=== INPUT FOR THIS TASK ===

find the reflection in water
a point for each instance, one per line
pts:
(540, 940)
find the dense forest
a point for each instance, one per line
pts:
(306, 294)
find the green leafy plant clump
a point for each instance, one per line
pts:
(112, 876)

===
=== INPUT FOR THIS TASK ===

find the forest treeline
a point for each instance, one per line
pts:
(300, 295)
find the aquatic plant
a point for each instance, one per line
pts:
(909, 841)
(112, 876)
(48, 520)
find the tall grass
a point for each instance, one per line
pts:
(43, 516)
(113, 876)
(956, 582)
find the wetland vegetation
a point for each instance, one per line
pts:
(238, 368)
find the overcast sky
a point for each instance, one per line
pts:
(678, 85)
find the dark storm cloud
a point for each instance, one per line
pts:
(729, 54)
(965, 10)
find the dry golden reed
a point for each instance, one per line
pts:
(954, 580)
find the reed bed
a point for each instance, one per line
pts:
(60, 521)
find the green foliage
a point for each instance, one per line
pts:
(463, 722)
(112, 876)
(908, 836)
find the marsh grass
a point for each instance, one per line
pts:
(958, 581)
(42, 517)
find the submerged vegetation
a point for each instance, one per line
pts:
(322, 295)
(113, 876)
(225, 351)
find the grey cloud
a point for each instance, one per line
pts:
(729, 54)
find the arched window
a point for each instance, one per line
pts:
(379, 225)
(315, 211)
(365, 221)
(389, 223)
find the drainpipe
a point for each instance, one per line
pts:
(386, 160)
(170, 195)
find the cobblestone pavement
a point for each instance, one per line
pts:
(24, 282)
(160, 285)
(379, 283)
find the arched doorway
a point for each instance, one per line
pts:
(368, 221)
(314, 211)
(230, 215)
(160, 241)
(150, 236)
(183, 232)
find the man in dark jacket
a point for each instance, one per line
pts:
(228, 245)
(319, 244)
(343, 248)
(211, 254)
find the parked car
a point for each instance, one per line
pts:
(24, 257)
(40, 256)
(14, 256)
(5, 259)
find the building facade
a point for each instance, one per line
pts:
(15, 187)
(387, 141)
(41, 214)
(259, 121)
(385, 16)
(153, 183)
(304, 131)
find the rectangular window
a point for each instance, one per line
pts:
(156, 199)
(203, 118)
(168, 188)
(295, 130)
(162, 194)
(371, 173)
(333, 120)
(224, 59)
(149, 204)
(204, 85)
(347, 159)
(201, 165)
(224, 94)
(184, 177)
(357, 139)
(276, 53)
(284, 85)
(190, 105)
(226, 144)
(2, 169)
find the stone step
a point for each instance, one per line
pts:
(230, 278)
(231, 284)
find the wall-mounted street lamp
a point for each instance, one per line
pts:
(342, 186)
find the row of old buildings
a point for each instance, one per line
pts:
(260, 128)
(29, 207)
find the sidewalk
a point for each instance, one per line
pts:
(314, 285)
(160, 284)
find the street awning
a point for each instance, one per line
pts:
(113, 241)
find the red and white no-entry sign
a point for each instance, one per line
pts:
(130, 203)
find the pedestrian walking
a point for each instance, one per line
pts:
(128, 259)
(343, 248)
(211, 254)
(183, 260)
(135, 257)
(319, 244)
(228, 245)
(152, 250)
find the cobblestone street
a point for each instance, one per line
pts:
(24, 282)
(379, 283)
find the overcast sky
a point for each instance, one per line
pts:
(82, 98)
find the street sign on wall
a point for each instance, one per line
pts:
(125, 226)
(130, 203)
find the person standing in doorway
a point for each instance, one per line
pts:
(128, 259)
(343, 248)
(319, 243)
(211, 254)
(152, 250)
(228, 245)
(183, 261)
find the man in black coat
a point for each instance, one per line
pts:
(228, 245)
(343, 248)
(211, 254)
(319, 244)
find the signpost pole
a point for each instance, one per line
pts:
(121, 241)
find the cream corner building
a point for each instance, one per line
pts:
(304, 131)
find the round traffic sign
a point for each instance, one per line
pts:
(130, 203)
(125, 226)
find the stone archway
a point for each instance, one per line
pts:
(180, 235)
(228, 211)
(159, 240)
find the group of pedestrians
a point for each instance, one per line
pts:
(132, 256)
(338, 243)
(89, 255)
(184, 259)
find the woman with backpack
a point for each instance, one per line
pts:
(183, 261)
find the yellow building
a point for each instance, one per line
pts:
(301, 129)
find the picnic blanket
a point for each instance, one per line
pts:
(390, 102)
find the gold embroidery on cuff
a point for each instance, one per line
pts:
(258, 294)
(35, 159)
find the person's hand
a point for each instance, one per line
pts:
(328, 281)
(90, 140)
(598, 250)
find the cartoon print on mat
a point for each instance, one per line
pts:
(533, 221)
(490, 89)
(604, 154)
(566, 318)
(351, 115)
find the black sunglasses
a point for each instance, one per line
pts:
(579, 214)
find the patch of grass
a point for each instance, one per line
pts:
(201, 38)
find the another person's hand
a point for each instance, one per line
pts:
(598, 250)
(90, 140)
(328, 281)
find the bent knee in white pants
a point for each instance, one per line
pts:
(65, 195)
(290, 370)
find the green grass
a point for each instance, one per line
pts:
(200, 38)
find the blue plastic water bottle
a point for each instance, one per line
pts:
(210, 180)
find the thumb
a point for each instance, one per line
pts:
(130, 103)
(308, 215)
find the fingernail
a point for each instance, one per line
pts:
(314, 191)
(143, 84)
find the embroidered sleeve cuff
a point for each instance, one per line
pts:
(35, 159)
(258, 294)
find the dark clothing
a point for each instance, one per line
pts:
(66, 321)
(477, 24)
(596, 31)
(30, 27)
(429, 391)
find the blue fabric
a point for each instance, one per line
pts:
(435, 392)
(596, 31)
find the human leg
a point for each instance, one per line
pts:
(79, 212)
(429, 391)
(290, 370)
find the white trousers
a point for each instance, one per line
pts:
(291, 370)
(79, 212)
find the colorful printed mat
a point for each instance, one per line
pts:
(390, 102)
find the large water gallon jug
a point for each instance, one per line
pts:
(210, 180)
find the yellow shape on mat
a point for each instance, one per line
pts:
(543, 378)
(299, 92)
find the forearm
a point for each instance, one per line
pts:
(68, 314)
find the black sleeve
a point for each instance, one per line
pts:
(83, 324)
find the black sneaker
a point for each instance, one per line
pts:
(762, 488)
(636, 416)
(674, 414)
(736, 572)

===
=== INPUT FOR THIS TASK ===

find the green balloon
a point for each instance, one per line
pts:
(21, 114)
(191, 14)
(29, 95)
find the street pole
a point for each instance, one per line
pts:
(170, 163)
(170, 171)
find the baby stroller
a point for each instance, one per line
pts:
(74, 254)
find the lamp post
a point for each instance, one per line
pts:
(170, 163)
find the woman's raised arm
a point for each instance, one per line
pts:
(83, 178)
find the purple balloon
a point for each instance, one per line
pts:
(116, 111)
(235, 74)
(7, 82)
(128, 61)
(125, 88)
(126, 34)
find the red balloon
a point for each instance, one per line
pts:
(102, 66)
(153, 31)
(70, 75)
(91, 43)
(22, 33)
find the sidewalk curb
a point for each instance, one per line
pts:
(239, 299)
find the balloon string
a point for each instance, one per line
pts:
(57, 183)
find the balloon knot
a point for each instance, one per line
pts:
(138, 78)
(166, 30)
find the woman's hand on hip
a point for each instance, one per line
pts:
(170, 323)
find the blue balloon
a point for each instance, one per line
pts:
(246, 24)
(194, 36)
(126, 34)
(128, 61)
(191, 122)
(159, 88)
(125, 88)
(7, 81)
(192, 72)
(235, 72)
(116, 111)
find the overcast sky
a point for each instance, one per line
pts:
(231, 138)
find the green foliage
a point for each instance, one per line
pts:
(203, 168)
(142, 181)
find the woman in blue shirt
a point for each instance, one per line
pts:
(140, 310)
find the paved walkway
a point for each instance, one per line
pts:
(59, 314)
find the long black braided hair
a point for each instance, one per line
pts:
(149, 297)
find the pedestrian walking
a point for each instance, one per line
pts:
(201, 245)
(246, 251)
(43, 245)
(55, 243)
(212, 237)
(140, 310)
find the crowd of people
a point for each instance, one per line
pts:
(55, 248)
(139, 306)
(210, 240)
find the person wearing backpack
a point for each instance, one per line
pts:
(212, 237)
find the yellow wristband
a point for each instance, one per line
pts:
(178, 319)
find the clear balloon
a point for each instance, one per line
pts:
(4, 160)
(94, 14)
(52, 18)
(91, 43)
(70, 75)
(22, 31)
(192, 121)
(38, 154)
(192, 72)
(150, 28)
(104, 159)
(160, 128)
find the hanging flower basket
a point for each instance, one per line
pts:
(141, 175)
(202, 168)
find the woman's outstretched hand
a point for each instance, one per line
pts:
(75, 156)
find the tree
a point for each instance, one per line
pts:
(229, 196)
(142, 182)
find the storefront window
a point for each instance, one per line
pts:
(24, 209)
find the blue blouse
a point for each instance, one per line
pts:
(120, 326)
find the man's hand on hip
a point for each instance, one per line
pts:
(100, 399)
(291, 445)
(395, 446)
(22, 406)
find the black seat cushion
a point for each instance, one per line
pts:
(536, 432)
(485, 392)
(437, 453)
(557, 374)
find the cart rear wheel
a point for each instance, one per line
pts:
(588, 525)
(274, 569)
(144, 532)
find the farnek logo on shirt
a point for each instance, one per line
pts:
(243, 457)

===

### STATED PROBLEM:
Show each line of the data above that contains the string "vegetation", matching case exactly.

### PROBLEM SOLUTION:
find the wetland vegetation
find the submerged vegetation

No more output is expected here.